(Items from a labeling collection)
##########
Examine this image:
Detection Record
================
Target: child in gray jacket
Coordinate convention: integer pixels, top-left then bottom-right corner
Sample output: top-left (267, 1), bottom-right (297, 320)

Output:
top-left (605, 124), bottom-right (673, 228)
##########
EXERCISE PROMPT: Change every instance of "jacket" to "coat" in the items, and leave everything else as it is.

EXERCISE OUTPUT:
Examine this image:
Detection Record
================
Target: child in gray coat
Coordinate convention: integer pixels, top-left then bottom-right corner
Sample output: top-left (267, 1), bottom-right (297, 320)

Output:
top-left (605, 124), bottom-right (673, 228)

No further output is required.